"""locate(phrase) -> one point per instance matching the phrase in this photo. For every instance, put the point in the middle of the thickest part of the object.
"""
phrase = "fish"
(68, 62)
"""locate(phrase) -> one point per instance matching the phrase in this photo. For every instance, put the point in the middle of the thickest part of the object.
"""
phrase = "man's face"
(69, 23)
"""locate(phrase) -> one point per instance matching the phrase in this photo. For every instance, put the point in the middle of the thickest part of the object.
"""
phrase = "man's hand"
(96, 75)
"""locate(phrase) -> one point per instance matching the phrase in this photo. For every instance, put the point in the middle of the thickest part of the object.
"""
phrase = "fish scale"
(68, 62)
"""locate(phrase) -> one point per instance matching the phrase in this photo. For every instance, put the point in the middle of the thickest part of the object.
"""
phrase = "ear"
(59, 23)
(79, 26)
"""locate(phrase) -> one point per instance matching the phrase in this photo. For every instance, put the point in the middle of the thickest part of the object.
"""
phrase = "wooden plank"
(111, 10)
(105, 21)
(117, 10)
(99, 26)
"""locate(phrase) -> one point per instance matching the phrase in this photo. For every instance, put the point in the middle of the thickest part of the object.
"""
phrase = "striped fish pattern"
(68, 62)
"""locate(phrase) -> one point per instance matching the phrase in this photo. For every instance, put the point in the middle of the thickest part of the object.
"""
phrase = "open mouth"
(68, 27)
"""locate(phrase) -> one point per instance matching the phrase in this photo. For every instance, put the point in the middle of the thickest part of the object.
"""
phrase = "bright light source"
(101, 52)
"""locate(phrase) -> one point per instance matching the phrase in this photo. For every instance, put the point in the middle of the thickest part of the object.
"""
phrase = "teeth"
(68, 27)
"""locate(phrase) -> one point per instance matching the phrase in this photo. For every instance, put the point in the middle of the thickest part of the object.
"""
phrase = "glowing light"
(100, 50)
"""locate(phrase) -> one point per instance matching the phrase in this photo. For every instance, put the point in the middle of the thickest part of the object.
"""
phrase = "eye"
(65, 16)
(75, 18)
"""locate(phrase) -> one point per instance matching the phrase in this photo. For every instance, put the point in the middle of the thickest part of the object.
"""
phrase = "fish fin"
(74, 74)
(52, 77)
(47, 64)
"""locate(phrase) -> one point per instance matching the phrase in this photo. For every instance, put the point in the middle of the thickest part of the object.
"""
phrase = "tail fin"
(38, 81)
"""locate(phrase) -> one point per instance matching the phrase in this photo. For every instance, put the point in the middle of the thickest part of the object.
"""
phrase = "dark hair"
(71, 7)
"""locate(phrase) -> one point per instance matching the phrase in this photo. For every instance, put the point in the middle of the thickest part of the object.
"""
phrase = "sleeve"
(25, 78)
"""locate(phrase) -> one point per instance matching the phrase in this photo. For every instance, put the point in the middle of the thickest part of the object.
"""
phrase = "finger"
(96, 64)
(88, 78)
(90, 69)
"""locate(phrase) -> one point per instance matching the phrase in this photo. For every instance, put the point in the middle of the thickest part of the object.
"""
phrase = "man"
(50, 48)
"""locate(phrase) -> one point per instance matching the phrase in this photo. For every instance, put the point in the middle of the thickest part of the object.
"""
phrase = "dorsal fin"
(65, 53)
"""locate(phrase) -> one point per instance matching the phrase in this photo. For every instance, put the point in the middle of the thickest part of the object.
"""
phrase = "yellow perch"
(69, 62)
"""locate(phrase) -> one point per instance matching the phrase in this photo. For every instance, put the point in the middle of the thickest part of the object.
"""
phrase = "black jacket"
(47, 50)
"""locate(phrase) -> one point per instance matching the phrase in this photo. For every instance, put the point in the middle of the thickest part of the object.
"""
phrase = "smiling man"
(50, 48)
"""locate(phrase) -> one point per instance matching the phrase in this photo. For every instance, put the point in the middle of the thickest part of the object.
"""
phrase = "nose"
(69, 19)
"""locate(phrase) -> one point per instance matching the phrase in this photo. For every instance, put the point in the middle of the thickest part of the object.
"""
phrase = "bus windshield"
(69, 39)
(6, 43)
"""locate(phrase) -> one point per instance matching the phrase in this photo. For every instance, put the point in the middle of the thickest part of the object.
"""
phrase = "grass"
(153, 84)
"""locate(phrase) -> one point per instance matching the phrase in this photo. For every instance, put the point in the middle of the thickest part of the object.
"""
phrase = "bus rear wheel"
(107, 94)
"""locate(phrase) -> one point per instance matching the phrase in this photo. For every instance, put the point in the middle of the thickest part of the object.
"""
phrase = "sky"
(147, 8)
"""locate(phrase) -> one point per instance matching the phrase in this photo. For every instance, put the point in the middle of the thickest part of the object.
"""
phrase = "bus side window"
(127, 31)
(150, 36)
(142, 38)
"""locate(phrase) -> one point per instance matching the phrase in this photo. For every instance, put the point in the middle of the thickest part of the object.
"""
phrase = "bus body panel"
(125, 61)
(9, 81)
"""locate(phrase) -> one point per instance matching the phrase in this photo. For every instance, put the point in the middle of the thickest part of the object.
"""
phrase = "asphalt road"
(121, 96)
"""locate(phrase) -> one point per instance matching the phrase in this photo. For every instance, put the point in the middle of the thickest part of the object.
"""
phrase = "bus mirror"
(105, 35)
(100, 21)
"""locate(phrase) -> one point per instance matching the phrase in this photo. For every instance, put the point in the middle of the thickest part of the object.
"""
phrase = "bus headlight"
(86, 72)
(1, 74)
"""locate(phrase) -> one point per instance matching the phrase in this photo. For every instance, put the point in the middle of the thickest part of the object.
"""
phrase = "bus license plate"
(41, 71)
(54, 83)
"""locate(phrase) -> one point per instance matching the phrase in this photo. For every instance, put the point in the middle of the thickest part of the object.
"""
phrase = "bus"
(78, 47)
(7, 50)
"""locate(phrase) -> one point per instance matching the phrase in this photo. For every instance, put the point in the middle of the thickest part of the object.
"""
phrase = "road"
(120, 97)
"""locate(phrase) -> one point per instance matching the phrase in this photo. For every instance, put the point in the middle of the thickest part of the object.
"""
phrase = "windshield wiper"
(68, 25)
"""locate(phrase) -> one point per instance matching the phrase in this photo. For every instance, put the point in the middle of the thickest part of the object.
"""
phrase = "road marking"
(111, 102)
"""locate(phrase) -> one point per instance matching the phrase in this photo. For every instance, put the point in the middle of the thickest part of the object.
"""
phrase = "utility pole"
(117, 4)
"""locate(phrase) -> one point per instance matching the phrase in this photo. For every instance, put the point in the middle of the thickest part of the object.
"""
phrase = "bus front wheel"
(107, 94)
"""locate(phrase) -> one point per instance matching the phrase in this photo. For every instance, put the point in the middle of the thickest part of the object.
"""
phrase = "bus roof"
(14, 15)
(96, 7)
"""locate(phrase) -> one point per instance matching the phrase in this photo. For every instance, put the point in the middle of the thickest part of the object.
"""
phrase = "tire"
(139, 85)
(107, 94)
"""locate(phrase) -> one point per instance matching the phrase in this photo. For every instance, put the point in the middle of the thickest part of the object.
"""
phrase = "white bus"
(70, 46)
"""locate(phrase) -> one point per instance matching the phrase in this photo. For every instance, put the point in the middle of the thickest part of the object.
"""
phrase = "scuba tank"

PROBLEM: Look at the entries above. Then set all of them down again exactly.

EXERCISE RESULT:
"""locate(phrase) -> one point per instance matching the phrase in this photo. For every instance, put the point in the middle of the thickest part of the object.
"""
phrase = "fish"
(68, 62)
"""locate(phrase) -> one point per instance matching the phrase in this photo. For every instance, put the point in the middle of the thickest part of the object.
"""
phrase = "man's face"
(69, 23)
"""locate(phrase) -> one point per instance matching the phrase in this photo. For every instance, put the point in the middle of the thickest part of the object.
"""
phrase = "man's hand"
(96, 75)
"""locate(phrase) -> one point per instance matching the phrase in this photo. For every instance, put the point in the middle of the thickest part of the object.
"""
phrase = "fish scale"
(68, 62)
"""locate(phrase) -> one point per instance matching the phrase in this photo. For every instance, put the point in the middle of the thickest part of the object.
"""
phrase = "ear"
(59, 23)
(79, 26)
"""locate(phrase) -> one point per instance matching the phrase in this photo. For every instance, put the point in the middle of the thickest part of the object.
"""
phrase = "wooden plank"
(111, 10)
(105, 21)
(117, 10)
(99, 26)
"""locate(phrase) -> one point per instance matching the phrase in this photo. For every instance, put the point in the middle of the thickest part of the object.
"""
phrase = "striped fish pattern"
(68, 62)
"""locate(phrase) -> one point per instance matching the phrase in this photo. For every instance, put the point in the middle of the thickest part of the object.
"""
phrase = "open mouth"
(68, 27)
"""locate(phrase) -> one point per instance matching the phrase in this photo. For every instance, put the point in the middle of the thickest part of the object.
"""
phrase = "bright light source"
(101, 52)
"""locate(phrase) -> one point per instance matching the phrase in this photo. For every instance, put the point in the middle of the thickest part of the object.
"""
phrase = "teeth"
(68, 27)
"""locate(phrase) -> one point per instance matching the phrase in this photo. For every instance, put the point in the middle of the thickest part of the object.
"""
phrase = "glowing light"
(100, 50)
"""locate(phrase) -> one point per instance matching the phrase in this photo. For every instance, put the point in the middle of the thickest part of the object.
"""
phrase = "eye"
(65, 16)
(75, 18)
"""locate(phrase) -> one point per instance matching the phrase in this photo. For every instance, put the point in the middle of the thickest part of the object.
"""
phrase = "fish fin"
(74, 74)
(52, 77)
(47, 64)
"""locate(phrase) -> one point per instance matching the phrase in this photo. For every instance, put the point in the middle of the thickest part of the object.
"""
phrase = "tail fin"
(38, 81)
"""locate(phrase) -> one point per instance matching the phrase in this photo. For every instance, put the point in the middle of the thickest part of the object.
"""
phrase = "dark hair"
(71, 7)
"""locate(phrase) -> one point per instance matching the phrase in this photo. For every instance, put the point in the middle of the thickest part of the object.
"""
phrase = "sleeve"
(25, 78)
"""locate(phrase) -> one point per instance matching the phrase in this photo. For every instance, put the point in the middle of the thickest part of the object.
"""
phrase = "finger"
(96, 64)
(88, 78)
(90, 69)
"""locate(phrase) -> one point per instance matching the phrase in this photo. For every instance, put the point in the middle of the thickest part of the object.
"""
phrase = "man"
(50, 48)
"""locate(phrase) -> one point per instance matching the phrase in this photo. For every instance, put the point in the middle of the thickest part of the object.
"""
phrase = "dorsal fin"
(65, 53)
"""locate(phrase) -> one point per instance matching the phrase in this photo. For every instance, put the point in the middle of the thickest part of the object.
"""
phrase = "yellow perch"
(69, 62)
"""locate(phrase) -> one point per instance matching the phrase in this photo. For every instance, put the point in the middle of the thickest part of the object.
"""
phrase = "black jacket"
(47, 50)
"""locate(phrase) -> one point per instance matching the phrase in this photo. For every instance, put the point in the middle of the thickest part of the object.
"""
phrase = "smiling man"
(50, 48)
"""locate(phrase) -> one point per instance matching the phrase in this photo. For every instance, put the point in the middle of the thickest part of the object.
"""
phrase = "nose"
(69, 19)
"""locate(phrase) -> one point per instance matching the phrase in this photo. For every instance, put the point in the middle of the thickest part of the object.
"""
phrase = "bus windshield"
(69, 39)
(6, 43)
"""locate(phrase) -> one point per instance matching the phrase in this photo. For every instance, put the point in the middle of the thickest part of the object.
"""
phrase = "grass"
(153, 84)
"""locate(phrase) -> one point per instance matching the phrase in this photo. For every instance, put the point in the middle of the thickest part of the object.
"""
phrase = "bus rear wheel"
(107, 94)
"""locate(phrase) -> one point per instance matching the phrase in this photo. For every instance, put the point in the middle of the thickest part of the object.
"""
phrase = "sky"
(147, 8)
"""locate(phrase) -> one point per instance matching the phrase in this photo. For every instance, put the point in the middle of the thickest part of the object.
"""
phrase = "bus side window"
(127, 31)
(150, 36)
(142, 38)
"""locate(phrase) -> one point per instance matching the phrase in this photo. For every instance, put the point in the middle of the thickest part of the object.
"""
phrase = "bus body panel"
(125, 61)
(9, 81)
"""locate(phrase) -> one point per instance matching the phrase in this photo. For every instance, put the point in the middle of the thickest part of the object.
"""
phrase = "asphalt road"
(121, 96)
"""locate(phrase) -> one point per instance matching the phrase in this photo. For every instance, put the point in the middle of the thickest part of the object.
"""
phrase = "bus mirror"
(105, 35)
(100, 21)
"""locate(phrase) -> one point per instance matching the phrase in this photo. For every instance, put the point in the middle of the thickest part of the object.
"""
phrase = "bus headlight"
(86, 72)
(1, 74)
"""locate(phrase) -> one point per instance matching the phrase in this photo. For every instance, put the point in the middle of the thickest part of the object.
"""
phrase = "bus license plate"
(41, 71)
(54, 83)
"""locate(phrase) -> one point per instance matching the phrase in this photo. For every instance, put the point in the middle of the thickest part of the object.
"""
phrase = "bus"
(78, 47)
(7, 50)
"""locate(phrase) -> one point per instance matching the phrase in this photo. For every instance, put the point in the middle of the thickest part of the object.
"""
phrase = "road"
(120, 97)
"""locate(phrase) -> one point per instance matching the phrase in this photo. For every instance, put the point in the middle of the thickest part of the object.
"""
phrase = "windshield wiper"
(68, 25)
"""locate(phrase) -> one point per instance matching the phrase in this photo. For every instance, put the point in the middle of the thickest part of the object.
"""
phrase = "road marking"
(111, 102)
"""locate(phrase) -> one point per instance matching the phrase in this photo. For every instance, put the point in the middle of the thickest part of the object.
"""
phrase = "utility pole"
(117, 4)
"""locate(phrase) -> one point per instance matching the phrase in this photo. For every instance, put the point in the middle of the thickest part of the object.
"""
phrase = "bus front wheel"
(107, 94)
"""locate(phrase) -> one point per instance matching the phrase in this photo. For every instance, put the point in the middle of the thickest part of the object.
"""
phrase = "bus roof"
(14, 15)
(96, 7)
"""locate(phrase) -> one point per instance matching the phrase in this photo. For every instance, put the point in the middle of the thickest part of the object.
"""
phrase = "tire"
(139, 85)
(107, 94)
"""locate(phrase) -> one point per instance matching the phrase in this photo. For every instance, put the point in the middle of the thickest part of the object.
"""
phrase = "white bus"
(70, 46)
"""locate(phrase) -> one point per instance matching the phrase in this photo. For every instance, put the point in the middle of the thickest part of the object.
"""
phrase = "scuba tank"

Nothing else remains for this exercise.